- DOCUMENT PASSAGE -

++++

When Sherman’s Army came sweeping through Carolina, leaving a broad track of desolation for hundreds of miles, whose steps were accompanied with fire, and sword, and blood, reminding us of the tender mercies of the Duke of Alva, I happened to be at Cash’s Depot, six miles from Cheraw. The owner was a widow, Mrs. Ellerbe, 71 years of age. Her son, Col. Cash, was absent. I witnessed the barbarities inflicted on the aged, the widow and young and delicate females. Officers, high in command, were engaged tearing from the ladies their watches, their ear and wedding rings, the daguerrotypes of those they loved and cherished. A lady of delicacy and refinement, a personal friend, was compelled to strip before them, that they might find concealed watches and other valuables under her dress.
A system of torture was practised towards the weak, unarmed and defenceless, which, as far as I know and believe, was universal throughout the whole course of that invading army. Before they arrived at a plantation, they inquired the names of the most faithful and trust-worthy family servants; these were immediately seized, pistols were presented at their heads: with the most terrific curses, they were threatened to be shot, if they did not assist them in finding buried treasures. If this did not succeed, they were tied up and cruelly beaten. Several poor creatures died under the infliction. The last resort was that of hanging, and the officers and men of the triumphant army of Gen. Sherman, were engaged in erecting gallows, and hanging up these faithful and devoted servants. They were strung up until life was nearly extinct, when they were let down, suffered to rest awhile, then threatened and hung up again. It is not surprising that some should have been left hanging so long that they were taken down dead. Coolly and deliberately these hardened men proceeded on their way, as if they had perpetrated no crime, and as if the God of Heaven would not pursue them with his vengeance.
But it was not alone the poor blacks (to whom they professed to come as liberators) that were thus subjected to torture and death. Gentlemen of high character, pure and honorable and gray-headed, unconnected with the military, were dragged from their fields, or their beds, and subjected to this process of threats, beating and hanging. Along the whole track of Sherman’s army, traces remain of the cruelty and inhumanity practiced on the aged and the defenceless. Some of those who were hung up, died under the rope, while their cruel murderers, have not only been left unreproached and unhung, but have been hailed as heroes and patriots. The list of those martyrs whom the cupidity of the officers and men of Sherman’s army sacrificed to their thirst for gold and silver, is large and most revolting. If the editors of this paper will give their consent to publish it, I will give it in full, attested by the names of the purest and best men and women of our Southern land.

++++

- RECORDS SUPPLIED -
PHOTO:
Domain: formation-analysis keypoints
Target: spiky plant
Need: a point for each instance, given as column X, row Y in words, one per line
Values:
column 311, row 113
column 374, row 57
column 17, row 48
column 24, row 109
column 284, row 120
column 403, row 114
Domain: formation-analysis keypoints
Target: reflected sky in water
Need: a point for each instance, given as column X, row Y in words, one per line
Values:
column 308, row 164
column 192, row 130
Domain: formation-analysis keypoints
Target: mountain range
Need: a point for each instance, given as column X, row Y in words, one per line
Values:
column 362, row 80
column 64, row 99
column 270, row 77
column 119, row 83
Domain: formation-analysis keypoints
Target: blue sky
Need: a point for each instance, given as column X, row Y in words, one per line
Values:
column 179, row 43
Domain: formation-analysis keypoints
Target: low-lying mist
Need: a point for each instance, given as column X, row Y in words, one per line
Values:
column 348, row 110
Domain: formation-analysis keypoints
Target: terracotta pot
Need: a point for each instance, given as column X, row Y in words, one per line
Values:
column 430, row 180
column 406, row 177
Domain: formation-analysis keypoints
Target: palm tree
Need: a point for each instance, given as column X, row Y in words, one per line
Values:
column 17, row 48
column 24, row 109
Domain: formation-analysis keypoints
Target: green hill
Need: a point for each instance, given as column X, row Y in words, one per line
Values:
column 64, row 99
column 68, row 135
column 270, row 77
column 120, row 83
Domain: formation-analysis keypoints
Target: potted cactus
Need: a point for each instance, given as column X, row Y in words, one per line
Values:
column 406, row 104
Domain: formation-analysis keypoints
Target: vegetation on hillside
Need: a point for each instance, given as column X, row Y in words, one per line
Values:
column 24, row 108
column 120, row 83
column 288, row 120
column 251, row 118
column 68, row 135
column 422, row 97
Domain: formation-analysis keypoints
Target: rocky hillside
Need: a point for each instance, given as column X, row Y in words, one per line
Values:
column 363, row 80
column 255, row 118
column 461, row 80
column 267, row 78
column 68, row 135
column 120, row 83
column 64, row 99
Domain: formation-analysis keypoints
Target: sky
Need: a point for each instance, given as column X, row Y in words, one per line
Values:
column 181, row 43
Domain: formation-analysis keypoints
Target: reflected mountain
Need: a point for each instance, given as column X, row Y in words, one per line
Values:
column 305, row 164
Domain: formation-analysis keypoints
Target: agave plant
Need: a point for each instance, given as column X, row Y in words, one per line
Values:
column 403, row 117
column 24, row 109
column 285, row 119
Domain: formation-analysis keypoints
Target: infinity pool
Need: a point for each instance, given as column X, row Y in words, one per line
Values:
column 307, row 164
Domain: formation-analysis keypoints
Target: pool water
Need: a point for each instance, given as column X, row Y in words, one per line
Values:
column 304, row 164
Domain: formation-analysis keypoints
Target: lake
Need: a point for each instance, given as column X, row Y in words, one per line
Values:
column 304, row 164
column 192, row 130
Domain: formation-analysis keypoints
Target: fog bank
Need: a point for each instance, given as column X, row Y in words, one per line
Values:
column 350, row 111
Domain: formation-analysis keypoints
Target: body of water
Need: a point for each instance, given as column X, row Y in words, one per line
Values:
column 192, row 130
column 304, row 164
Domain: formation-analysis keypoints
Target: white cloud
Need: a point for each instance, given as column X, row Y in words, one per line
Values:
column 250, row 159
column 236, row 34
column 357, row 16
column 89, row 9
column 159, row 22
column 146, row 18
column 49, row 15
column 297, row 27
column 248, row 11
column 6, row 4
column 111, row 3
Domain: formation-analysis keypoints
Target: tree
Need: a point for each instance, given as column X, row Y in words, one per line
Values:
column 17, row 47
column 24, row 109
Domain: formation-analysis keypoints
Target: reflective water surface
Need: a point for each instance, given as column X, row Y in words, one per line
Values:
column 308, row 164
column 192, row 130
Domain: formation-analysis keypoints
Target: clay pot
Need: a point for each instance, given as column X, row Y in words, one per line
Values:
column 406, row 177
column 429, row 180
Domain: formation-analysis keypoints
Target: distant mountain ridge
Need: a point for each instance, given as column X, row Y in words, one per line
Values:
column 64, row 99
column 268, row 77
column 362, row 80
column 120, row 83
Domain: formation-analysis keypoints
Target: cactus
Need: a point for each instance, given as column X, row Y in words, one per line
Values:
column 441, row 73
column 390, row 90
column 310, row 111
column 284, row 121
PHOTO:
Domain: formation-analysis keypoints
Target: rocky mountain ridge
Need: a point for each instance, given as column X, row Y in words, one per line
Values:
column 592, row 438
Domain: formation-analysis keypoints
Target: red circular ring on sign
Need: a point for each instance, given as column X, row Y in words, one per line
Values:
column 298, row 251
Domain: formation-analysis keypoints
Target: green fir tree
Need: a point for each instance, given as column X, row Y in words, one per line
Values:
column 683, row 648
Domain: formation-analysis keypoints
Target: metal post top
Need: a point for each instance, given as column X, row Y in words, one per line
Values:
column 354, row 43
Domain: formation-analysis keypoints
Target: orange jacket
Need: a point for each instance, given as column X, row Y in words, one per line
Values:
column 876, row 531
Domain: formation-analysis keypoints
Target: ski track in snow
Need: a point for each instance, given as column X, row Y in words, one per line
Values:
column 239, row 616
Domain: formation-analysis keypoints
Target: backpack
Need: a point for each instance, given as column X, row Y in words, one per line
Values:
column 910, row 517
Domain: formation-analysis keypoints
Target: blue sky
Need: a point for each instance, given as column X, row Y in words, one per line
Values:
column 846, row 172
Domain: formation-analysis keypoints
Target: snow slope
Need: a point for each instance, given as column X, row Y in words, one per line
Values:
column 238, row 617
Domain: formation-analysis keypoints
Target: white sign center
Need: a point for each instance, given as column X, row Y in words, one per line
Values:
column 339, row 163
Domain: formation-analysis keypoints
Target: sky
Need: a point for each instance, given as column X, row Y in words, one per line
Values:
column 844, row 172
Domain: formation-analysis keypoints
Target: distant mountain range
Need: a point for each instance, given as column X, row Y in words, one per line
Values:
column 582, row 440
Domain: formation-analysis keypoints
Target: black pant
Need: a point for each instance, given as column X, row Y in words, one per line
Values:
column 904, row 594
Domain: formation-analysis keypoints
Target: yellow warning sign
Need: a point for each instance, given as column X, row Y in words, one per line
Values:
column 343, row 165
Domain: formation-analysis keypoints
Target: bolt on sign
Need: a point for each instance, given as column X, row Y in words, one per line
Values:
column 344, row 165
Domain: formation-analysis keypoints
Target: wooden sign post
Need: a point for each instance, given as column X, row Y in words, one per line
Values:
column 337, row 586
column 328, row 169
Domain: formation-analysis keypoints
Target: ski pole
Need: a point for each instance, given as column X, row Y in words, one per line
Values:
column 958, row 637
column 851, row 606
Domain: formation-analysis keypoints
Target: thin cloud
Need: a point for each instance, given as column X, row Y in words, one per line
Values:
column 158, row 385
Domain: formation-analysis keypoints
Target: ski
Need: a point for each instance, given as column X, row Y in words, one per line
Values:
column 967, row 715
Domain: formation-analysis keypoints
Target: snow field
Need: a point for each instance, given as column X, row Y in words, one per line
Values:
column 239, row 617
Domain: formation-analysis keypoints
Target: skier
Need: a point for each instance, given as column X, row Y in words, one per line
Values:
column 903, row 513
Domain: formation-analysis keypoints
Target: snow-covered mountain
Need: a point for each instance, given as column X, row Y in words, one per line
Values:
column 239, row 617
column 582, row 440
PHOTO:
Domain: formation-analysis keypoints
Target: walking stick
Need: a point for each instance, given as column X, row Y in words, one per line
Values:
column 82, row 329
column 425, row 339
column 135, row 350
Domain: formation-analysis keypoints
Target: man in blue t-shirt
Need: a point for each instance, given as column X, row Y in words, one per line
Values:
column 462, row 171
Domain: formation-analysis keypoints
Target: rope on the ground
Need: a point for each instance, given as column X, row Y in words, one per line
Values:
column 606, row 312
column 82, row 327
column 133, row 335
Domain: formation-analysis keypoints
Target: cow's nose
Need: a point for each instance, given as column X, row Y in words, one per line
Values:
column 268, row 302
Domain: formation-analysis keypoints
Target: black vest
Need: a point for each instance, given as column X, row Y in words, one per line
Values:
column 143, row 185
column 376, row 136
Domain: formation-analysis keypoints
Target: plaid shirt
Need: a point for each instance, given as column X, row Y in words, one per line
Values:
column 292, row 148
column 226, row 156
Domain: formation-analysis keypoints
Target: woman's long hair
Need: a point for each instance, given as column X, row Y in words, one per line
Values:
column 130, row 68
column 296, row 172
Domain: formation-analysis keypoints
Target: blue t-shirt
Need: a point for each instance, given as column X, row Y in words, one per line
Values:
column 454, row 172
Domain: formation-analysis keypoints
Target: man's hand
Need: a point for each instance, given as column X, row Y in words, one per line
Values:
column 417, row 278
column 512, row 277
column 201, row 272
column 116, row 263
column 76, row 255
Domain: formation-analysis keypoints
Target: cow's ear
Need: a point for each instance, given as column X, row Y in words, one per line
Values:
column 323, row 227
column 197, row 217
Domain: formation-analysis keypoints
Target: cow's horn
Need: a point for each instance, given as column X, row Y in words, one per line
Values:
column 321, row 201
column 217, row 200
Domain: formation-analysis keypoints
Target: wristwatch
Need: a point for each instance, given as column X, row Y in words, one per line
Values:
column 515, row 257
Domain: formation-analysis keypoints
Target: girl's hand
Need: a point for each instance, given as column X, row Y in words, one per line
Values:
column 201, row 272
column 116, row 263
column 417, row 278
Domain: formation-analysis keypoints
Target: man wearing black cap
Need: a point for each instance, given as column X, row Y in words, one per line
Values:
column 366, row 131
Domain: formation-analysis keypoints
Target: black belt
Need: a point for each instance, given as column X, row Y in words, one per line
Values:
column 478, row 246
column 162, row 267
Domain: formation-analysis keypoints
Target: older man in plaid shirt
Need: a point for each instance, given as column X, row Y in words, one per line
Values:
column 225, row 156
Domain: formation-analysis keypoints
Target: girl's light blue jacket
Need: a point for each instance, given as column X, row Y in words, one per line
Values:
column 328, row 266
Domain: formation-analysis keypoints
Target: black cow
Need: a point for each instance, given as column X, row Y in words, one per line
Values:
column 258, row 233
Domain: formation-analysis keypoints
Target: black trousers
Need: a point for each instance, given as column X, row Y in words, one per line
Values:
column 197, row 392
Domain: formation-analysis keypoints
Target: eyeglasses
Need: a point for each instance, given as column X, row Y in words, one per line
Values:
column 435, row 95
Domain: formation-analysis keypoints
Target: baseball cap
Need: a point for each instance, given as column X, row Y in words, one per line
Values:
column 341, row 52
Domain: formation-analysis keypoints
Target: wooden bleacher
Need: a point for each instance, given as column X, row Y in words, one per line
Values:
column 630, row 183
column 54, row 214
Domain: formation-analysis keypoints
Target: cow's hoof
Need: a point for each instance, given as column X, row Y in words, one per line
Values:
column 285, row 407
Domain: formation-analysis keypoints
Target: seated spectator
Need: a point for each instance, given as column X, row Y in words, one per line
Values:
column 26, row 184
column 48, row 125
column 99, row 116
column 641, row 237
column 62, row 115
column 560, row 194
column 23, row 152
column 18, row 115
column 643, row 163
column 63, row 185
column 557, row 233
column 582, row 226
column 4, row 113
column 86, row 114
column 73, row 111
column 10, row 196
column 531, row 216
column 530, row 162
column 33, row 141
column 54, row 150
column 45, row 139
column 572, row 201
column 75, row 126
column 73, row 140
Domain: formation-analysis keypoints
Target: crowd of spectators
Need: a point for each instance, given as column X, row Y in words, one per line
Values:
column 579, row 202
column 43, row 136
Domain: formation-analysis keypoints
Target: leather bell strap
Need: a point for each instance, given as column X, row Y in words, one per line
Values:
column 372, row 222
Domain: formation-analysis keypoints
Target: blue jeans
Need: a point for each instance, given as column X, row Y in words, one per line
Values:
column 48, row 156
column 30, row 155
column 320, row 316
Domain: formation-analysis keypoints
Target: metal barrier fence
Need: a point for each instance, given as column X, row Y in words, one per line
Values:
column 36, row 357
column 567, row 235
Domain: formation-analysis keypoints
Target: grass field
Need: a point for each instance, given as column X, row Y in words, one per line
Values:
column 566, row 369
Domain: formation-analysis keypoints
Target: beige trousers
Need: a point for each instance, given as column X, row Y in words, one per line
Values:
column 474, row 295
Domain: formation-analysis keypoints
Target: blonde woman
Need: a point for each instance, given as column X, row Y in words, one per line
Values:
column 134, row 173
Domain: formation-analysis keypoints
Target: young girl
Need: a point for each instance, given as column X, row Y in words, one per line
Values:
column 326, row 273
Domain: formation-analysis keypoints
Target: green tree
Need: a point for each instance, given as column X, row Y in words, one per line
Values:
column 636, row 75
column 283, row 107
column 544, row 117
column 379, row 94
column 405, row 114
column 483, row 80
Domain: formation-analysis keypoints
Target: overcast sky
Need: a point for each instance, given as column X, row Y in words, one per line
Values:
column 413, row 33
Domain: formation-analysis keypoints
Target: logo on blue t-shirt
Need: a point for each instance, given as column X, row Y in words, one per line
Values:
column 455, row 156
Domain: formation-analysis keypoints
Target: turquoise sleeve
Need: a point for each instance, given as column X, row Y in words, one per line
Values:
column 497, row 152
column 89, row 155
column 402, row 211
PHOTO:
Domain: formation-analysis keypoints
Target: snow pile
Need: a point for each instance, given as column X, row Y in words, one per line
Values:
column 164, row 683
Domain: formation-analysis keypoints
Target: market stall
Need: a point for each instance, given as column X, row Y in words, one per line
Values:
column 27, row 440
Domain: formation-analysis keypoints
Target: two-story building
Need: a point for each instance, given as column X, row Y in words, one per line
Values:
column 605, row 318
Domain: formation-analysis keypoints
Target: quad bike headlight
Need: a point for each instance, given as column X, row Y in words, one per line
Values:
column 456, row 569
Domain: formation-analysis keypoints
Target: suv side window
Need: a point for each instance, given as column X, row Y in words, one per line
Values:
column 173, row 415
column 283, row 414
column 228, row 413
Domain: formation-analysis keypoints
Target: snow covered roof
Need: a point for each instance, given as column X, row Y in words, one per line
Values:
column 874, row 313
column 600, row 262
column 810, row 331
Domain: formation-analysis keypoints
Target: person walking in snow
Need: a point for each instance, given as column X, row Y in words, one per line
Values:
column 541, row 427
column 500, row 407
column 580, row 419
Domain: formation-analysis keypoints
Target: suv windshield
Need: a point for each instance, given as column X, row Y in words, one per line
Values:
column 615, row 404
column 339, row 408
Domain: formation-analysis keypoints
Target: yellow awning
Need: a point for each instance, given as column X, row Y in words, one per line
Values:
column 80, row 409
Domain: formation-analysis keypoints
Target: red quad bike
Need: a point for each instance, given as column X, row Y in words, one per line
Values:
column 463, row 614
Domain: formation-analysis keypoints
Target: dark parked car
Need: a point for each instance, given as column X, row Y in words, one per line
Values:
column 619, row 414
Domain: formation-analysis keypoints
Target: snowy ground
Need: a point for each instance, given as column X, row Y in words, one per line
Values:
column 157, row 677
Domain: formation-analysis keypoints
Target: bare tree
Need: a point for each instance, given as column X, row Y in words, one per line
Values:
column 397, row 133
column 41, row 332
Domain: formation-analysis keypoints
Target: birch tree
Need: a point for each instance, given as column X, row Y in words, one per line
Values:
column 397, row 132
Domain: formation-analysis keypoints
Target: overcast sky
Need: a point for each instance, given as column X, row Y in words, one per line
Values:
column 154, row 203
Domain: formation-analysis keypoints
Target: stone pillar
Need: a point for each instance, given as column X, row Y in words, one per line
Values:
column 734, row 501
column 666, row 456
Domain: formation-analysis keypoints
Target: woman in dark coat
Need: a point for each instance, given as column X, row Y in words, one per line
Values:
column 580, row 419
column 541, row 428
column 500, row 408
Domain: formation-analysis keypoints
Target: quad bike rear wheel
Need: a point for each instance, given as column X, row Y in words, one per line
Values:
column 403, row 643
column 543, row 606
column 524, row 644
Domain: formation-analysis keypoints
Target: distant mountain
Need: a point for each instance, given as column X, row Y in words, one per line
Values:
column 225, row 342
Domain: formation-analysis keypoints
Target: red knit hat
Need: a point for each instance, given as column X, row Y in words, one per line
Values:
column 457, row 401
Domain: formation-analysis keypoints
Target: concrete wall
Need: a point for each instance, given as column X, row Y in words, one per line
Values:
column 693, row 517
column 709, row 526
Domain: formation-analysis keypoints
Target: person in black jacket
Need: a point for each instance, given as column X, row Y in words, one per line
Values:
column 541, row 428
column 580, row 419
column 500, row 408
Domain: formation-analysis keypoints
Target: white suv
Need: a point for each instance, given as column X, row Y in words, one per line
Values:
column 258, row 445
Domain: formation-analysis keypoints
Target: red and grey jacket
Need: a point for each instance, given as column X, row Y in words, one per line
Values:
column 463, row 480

++++

- EXERCISES -
A: Retype the part of the account of Sherman's army that opens with the words containing "When Sherman’s Army" and closes with "under her dress.".
B: Gather every line of the records that holds the word "cloud".

- RESULTS IN ORDER -
A:
When Sherman’s Army came sweeping through Carolina, leaving a broad track of desolation for hundreds of miles, whose steps were accompanied with fire, and sword, and blood, reminding us of the tender mercies of the Duke of Alva, I happened to be at Cash’s Depot, six miles from Cheraw. The owner was a widow, Mrs. Ellerbe, 71 years of age. Her son, Col. Cash, was absent. I witnessed the barbarities inflicted on the aged, the widow and young and delicate females. Officers, high in command, were engaged tearing from the ladies their watches, their ear and wedding rings, the daguerrotypes of those they loved and cherished. A lady of delicacy and refinement, a personal friend, was compelled to strip before them, that they might find concealed watches and other valuables under her dress.

B:
Target: white cloud
Target: thin cloud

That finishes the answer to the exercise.